§ WORK INSTRUCTIONS:
Reproduce, word for word, every line starting at the line that contains "the bronze vessel" and ending with the final line of the entries.

◇ ◇ ◇ ◇

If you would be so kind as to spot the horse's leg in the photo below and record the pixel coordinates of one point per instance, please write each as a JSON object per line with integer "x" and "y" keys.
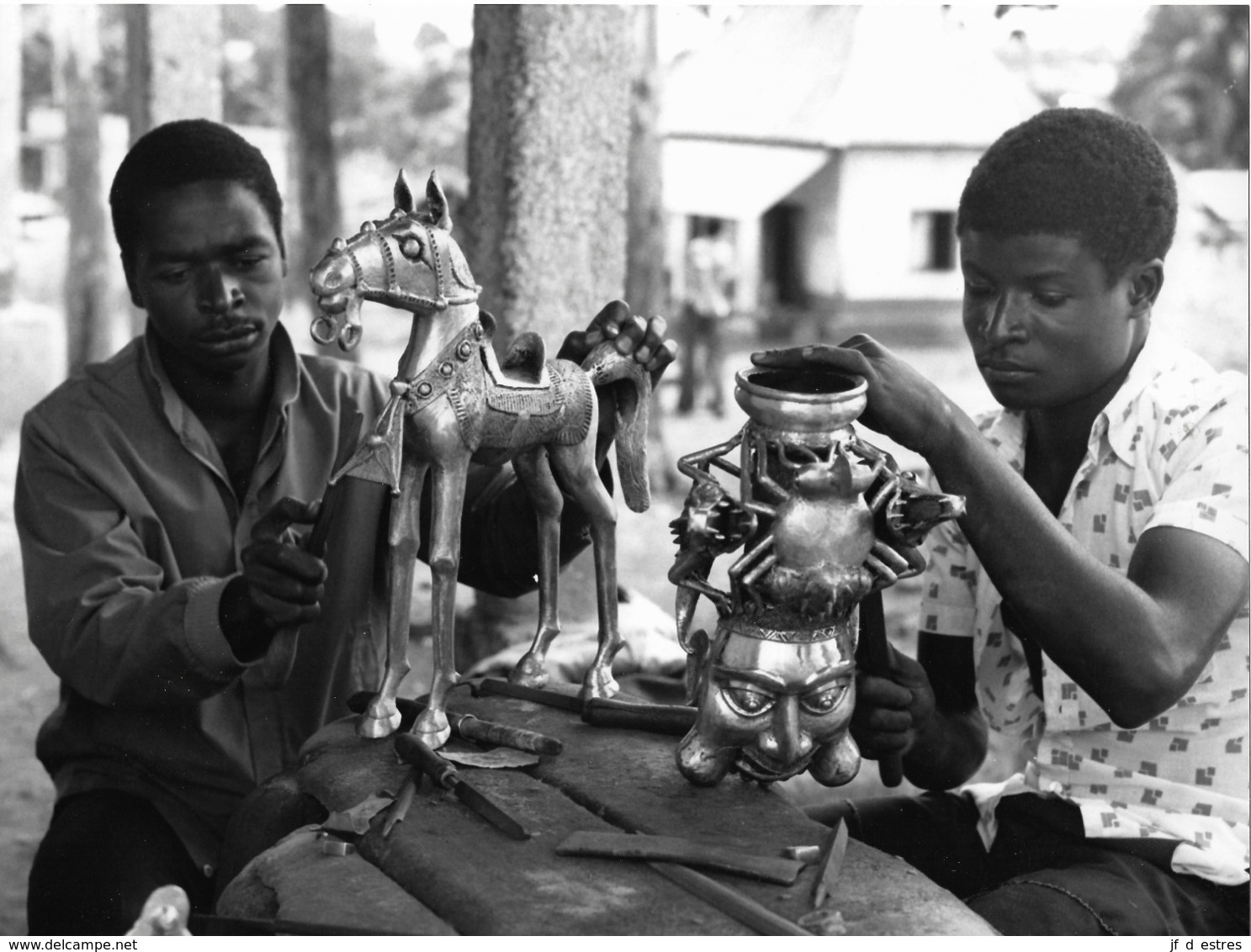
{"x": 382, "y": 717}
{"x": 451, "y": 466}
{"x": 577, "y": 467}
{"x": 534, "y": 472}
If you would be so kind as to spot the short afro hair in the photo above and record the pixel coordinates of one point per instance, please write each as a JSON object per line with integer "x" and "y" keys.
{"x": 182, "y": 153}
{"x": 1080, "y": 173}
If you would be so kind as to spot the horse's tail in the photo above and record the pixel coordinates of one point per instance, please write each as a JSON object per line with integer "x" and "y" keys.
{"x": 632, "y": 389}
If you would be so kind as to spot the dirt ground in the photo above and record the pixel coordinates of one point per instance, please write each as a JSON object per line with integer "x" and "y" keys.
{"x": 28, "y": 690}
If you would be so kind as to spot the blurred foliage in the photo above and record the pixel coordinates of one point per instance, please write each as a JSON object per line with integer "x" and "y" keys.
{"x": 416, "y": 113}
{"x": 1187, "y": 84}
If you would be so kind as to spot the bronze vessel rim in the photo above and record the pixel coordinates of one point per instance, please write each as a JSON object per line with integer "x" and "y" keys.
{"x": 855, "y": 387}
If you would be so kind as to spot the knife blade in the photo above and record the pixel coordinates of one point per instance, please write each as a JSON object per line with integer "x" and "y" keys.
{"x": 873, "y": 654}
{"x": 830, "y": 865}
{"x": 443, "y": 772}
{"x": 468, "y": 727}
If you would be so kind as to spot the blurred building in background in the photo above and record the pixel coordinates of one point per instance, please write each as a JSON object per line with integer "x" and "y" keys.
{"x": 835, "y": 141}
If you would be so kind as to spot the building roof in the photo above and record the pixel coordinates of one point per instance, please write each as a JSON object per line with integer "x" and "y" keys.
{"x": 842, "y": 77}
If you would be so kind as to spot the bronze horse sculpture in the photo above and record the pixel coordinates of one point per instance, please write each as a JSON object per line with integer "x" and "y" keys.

◇ ◇ ◇ ◇

§ SOLUTION TO THIS EXERCISE:
If you would be so kind as to spot the bronze vessel rim in the photo above and record the pixel coordinates of one point per instance, please write each as a JSON object per line with integer "x" and "y" keys.
{"x": 855, "y": 387}
If you would be so kind as to spot the knife blade in the photo above and record the pixel coordinates of one point per instance, please write each as a JSON object per line with integer "x" and "y" keys.
{"x": 873, "y": 654}
{"x": 830, "y": 865}
{"x": 443, "y": 772}
{"x": 468, "y": 727}
If you would be so kind as to spot the blurred building in background in the photo above and record the pixel coordinates of one point per instance, please write each as a JSON object per line with integer "x" and "y" keys.
{"x": 835, "y": 141}
If you would be so kind as to spot the building roof in the photo above and record the pixel coordinates of one point per instance, please write each as a JSON object per line with integer "x" and "y" keys.
{"x": 842, "y": 77}
If you would be so kind as to spot the bronze horse sculpture in the photo above and record the pixel coordinates of one point per instance, please write each as a JSON object per line with integer "x" and "y" keys.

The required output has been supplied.